Like close to Princess Park, it is very beautiful like the beauty of the entire North Shore. This is a wonderful area to film nature in all its glory. The only thing missing is tropical winds and a world class beach.

How interesting. The home does not look that large but went to a good man. Gary actually won twice if my memory serves me well.

Your comments on the treatment of the Japanese Canadians during WWII are correct. But should be accompanied by a comment about the treatment of Canadians and other allies during the war. I have visited Changi Prison. The memories of that site and the tiny jail cells in the concrete structures were an assault on the senses. Singapore is very close to the equator and is almost always very hot and humid. Concrete retains heat and so the cells would have been unbearable. But heat was only one of the many terrible indignities inflicted upon the prisoners. The Japanese were truly a nation of savages during that time.
Yes, we were wrong, but the Japanese in Singapore and all of the Pacific were far worse. I will never forget what I saw.

The treatment of Allied POWs by the Japanese has nothing to do with the criminal treatment of Japanese Canadians by the Canadian Government. You are guilty of the same racist thinking that resulted in Canada imprisoning Canadian citizens.

I agree with your comments entirely. Germans were not sent away from the West Coast due to the the atrocities of the Hitler regime and they murdered everyone from Jewish men, women & children to Gypsies, Jehovah’s Witnesses, Blacks, those with mental and physical disabilities, unpopular religions and so forth and so on. The Canadian Japanese were not collaborators in what was done by the Japanese war machine, its emperor and military leaders.

> ENTRIES SUPPLIED
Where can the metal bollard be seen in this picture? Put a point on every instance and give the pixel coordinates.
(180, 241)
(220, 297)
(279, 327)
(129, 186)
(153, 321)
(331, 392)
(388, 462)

> ASSIGNED TASK
Reproduce the stretch of the reader comments from "The treatment of Allied" through "and military leaders." word for word.

> WRITTEN REPLY
The treatment of Allied POWs by the Japanese has nothing to do with the criminal treatment of Japanese Canadians by the Canadian Government. You are guilty of the same racist thinking that resulted in Canada imprisoning Canadian citizens.

I agree with your comments entirely. Germans were not sent away from the West Coast due to the the atrocities of the Hitler regime and they murdered everyone from Jewish men, women & children to Gypsies, Jehovah’s Witnesses, Blacks, those with mental and physical disabilities, unpopular religions and so forth and so on. The Canadian Japanese were not collaborators in what was done by the Japanese war machine, its emperor and military leaders.